**Goal:** Print every row below word for word, leaving out the pictures.

-- Begin Listed entries --

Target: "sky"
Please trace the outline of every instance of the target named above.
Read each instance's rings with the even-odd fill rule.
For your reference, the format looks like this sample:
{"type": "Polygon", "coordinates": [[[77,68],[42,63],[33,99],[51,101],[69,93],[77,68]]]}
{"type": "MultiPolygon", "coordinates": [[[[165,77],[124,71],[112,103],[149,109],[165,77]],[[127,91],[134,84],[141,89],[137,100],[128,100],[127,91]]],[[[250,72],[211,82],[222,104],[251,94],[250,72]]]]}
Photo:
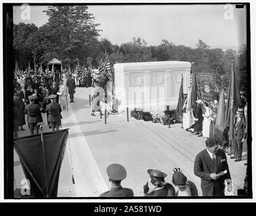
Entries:
{"type": "MultiPolygon", "coordinates": [[[[120,45],[144,38],[148,45],[163,39],[176,45],[196,47],[199,39],[211,48],[238,49],[246,43],[246,9],[226,5],[89,5],[88,11],[100,24],[101,37],[120,45]],[[226,5],[226,6],[225,6],[226,5]],[[229,13],[228,14],[228,12],[229,13]],[[231,13],[231,14],[230,14],[231,13]],[[229,19],[225,18],[226,16],[229,19]],[[233,15],[233,16],[232,16],[233,15]]],[[[14,22],[41,26],[48,20],[47,6],[31,6],[30,19],[23,20],[20,6],[14,7],[14,22]]]]}

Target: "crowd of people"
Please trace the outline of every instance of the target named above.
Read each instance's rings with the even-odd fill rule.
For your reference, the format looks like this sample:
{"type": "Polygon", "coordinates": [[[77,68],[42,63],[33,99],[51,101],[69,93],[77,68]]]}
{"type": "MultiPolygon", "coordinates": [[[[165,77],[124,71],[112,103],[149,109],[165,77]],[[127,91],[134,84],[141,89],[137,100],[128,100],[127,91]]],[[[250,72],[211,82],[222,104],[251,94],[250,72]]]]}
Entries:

-- End Listed entries --

**Task response:**
Target: "sky"
Please trace the outline of every instance of the target named above.
Read each instance's rings with the even-odd fill rule.
For your reference, the format looks like this sample:
{"type": "Polygon", "coordinates": [[[77,68],[42,63],[33,99],[51,101],[69,93],[77,68]]]}
{"type": "MultiPolygon", "coordinates": [[[[165,77],[124,71],[112,103],[149,109],[165,77]],[[127,91],[134,84],[141,89],[137,100],[128,100],[127,91]]],[[[250,72],[211,82],[222,104],[251,94],[250,72]]]]}
Photo:
Entries:
{"type": "MultiPolygon", "coordinates": [[[[120,45],[144,38],[148,45],[163,39],[176,45],[196,47],[199,39],[211,48],[238,49],[246,43],[246,9],[226,5],[89,5],[88,11],[100,24],[101,37],[120,45]],[[226,5],[226,6],[225,6],[226,5]],[[229,13],[228,14],[228,12],[229,13]],[[231,13],[231,14],[230,14],[231,13]],[[229,19],[225,18],[226,16],[229,19]],[[233,15],[233,16],[232,16],[233,15]]],[[[14,22],[41,26],[48,20],[47,6],[31,6],[30,19],[23,20],[20,6],[14,7],[14,22]]]]}

Target: "crowd of people"
Please trace the outline of every instance of the target named above.
Read each instance's rings with the even-odd fill rule.
For your reference, the format looks like this sample:
{"type": "Polygon", "coordinates": [[[77,68],[42,63],[33,99],[51,101],[69,93],[77,68]]]}
{"type": "MultiPolygon", "coordinates": [[[[165,77],[124,71],[112,103],[149,109],[165,77]],[[127,91],[134,84],[141,89],[137,100],[128,100],[127,91]]],[[[250,72],[211,82],[222,104],[251,94],[250,72]]]]}
Entries:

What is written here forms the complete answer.